AIM -
Please repeat the lines below from their start through the line containing "0, 168, 79, 294", replacing "green foliage" with "leafy greenery" and keeping everything else unchanged. Leave the pictures out of your answer.

Stored records -
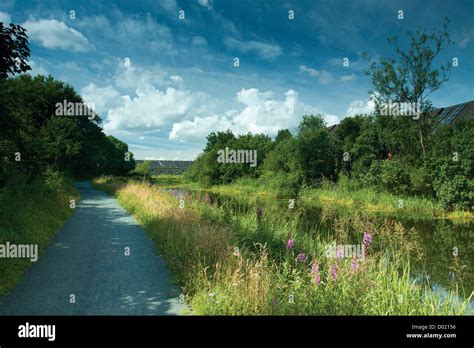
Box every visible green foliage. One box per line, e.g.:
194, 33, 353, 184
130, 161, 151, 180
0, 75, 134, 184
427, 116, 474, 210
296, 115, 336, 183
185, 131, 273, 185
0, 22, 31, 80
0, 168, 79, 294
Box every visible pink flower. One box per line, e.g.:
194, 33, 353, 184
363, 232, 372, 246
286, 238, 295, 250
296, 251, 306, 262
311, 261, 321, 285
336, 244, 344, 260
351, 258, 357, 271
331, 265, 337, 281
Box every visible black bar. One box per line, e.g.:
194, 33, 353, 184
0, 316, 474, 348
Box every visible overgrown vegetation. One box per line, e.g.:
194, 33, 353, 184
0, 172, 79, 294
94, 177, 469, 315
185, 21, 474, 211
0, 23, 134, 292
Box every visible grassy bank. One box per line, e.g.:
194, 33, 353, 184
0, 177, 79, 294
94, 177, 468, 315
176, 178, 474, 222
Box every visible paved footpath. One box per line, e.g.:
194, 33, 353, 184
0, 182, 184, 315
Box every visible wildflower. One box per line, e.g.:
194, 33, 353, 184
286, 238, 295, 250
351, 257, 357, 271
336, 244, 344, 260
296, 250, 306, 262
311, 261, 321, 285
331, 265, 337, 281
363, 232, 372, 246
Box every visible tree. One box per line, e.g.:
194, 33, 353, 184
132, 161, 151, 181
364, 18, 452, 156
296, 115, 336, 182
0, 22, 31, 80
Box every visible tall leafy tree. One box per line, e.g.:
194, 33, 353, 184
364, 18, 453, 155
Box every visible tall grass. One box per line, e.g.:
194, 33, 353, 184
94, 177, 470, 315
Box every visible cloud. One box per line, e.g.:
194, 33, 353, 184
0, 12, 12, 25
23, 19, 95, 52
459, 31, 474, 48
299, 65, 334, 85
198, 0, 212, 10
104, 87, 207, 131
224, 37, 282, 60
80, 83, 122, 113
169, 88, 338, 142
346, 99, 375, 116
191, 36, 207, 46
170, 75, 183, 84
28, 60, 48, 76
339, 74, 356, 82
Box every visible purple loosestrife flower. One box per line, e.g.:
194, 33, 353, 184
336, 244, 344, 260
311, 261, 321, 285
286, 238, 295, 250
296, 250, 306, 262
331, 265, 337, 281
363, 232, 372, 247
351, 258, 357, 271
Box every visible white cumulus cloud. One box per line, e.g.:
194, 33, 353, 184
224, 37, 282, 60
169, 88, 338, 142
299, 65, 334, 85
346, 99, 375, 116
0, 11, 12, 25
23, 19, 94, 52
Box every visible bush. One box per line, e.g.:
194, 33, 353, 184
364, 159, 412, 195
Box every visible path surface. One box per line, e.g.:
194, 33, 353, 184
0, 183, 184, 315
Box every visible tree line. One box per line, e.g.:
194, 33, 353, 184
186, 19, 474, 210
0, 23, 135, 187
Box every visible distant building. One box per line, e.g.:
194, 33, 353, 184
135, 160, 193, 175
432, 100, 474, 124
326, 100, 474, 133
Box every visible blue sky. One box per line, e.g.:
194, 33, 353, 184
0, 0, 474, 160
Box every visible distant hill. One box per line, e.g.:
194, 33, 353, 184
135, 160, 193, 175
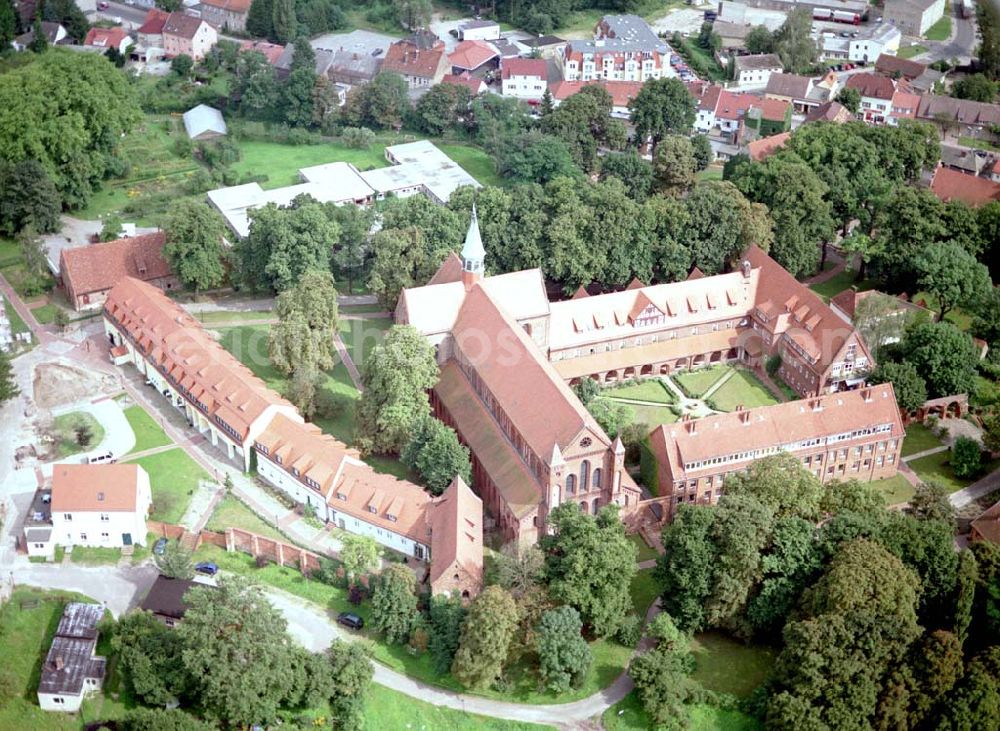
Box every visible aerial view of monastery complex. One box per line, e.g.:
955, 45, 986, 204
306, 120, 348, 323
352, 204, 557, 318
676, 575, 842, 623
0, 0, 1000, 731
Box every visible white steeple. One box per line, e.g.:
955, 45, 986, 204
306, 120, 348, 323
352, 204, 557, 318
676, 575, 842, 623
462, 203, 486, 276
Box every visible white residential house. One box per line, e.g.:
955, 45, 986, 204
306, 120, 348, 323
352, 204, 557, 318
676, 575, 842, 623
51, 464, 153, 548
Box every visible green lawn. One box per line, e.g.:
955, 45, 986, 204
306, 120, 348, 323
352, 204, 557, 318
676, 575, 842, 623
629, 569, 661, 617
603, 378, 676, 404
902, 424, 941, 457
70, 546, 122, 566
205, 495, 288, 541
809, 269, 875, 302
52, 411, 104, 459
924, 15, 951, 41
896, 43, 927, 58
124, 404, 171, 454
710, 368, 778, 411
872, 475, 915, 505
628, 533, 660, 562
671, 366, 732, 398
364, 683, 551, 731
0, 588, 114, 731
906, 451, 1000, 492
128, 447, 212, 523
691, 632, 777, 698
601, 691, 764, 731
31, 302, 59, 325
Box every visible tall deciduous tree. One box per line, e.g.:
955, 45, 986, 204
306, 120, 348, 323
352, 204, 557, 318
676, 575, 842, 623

ANSWER TO THIS TASK -
Box every visible leafy greenery. One box per line, e.g.:
194, 33, 353, 184
130, 161, 151, 180
0, 75, 134, 184
427, 116, 474, 210
296, 115, 336, 183
185, 131, 273, 185
0, 22, 31, 80
0, 168, 79, 294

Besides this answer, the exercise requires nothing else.